# Belly Boat mit e-Motor



## Salty Waterboy (14. Oktober 2008)

Hi Leute,:vik:
Habe vor mein BB mit nem e-Motor auszustatten, was haltet ihr davon? Und was sollte ich beachten???#c

gruß bellyfisher


----------



## Topic (14. Oktober 2008)

*AW: Belly Boat mit e-Motor*

an für sich keine shclecht idee....aber wie willst den e-motor an dem BB fest bekommen.....

freundliche grüße aus klütz


----------



## Topic (14. Oktober 2008)

*AW: Belly Boat mit e-Motor*

na herr schneider leg mal los...wie hast dir das vorgestellt?????

mfg Tino


----------



## macmarco (14. Oktober 2008)

*AW: Belly Boat mit e-Motor*



Topic schrieb:


> an für sich keine shclecht idee....aber wie willst den e-motor an dem BB fest bekommen.....


Das war auch mein erster Gedanke :q
Sonst ist es keine schlechte Idee


----------



## Salty Waterboy (14. Oktober 2008)

*AW: Belly Boat mit e-Motor*

Naja, mein BB hat eine Kunststoffstange im Vorderbereich und dort will ich den Motor anklemmen! Müsste ihn zwar die ganze Zeit auf Kurs halten, aber immernoch besser als paddeln!!! Oder? gruß bellyfisher

(PS: moin TINO)


----------



## Topic (14. Oktober 2008)

Datensätze zur Punktplatzierung:

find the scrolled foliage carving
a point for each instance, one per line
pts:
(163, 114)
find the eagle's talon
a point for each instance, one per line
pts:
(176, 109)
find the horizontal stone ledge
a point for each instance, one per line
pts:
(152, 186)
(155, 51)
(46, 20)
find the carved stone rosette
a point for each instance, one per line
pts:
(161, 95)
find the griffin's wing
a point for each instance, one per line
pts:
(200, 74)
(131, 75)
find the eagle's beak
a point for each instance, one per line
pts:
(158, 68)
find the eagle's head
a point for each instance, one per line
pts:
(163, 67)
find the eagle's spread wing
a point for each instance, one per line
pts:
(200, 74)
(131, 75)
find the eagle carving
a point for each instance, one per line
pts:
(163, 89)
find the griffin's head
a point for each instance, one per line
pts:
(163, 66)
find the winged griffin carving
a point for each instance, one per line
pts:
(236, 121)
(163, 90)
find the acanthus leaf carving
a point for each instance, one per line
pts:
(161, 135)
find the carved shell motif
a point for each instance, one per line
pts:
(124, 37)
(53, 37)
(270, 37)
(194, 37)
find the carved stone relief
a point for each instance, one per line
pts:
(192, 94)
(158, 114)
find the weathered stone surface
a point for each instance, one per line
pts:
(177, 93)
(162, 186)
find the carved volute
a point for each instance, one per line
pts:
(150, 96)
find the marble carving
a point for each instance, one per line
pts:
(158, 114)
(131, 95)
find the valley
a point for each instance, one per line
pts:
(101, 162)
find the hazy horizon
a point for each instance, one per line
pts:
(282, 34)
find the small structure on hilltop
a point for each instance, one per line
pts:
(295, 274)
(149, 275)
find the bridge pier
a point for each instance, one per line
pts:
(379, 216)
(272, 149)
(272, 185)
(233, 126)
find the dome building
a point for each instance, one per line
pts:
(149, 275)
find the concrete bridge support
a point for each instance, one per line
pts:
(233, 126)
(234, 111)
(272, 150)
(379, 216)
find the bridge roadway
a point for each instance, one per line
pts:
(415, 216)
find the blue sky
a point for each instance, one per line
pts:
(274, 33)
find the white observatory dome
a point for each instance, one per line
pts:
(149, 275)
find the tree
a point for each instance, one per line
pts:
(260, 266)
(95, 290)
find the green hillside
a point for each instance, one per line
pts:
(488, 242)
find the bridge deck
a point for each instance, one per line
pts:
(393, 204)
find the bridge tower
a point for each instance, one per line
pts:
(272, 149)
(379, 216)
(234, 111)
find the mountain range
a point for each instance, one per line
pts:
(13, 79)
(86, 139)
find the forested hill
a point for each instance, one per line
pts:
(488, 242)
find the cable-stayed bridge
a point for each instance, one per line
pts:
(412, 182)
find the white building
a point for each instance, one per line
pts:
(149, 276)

(Aufgabenstellung):
Gib aus dem Forumsauszug zum Belly Boat mit E-Motor den Abschnitt von „freundliche grüße aus“ bis „dir das vorgestellt?????“ wortgetreu wieder. Die Datensätze spielen hierfür keine Rolle.

(Richtige Antwort):
freundliche grüße aus klütz


----------



## Topic (14. Oktober 2008)

*AW: Belly Boat mit e-Motor*

na herr schneider leg mal los...wie hast dir das vorgestellt?????